DIRECTIONS: Search the data below for "column" and report how many lines contain it, with no other text.

SOURCE RECORDS:
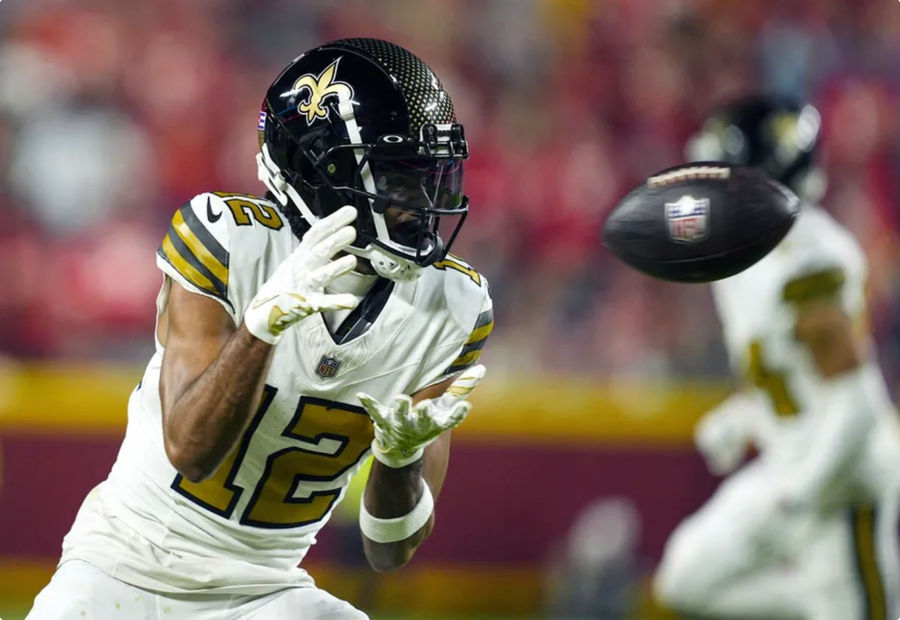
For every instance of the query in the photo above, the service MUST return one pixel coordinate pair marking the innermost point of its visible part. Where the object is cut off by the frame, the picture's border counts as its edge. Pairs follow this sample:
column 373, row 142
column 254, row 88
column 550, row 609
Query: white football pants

EXERCISE SOLUTION: 3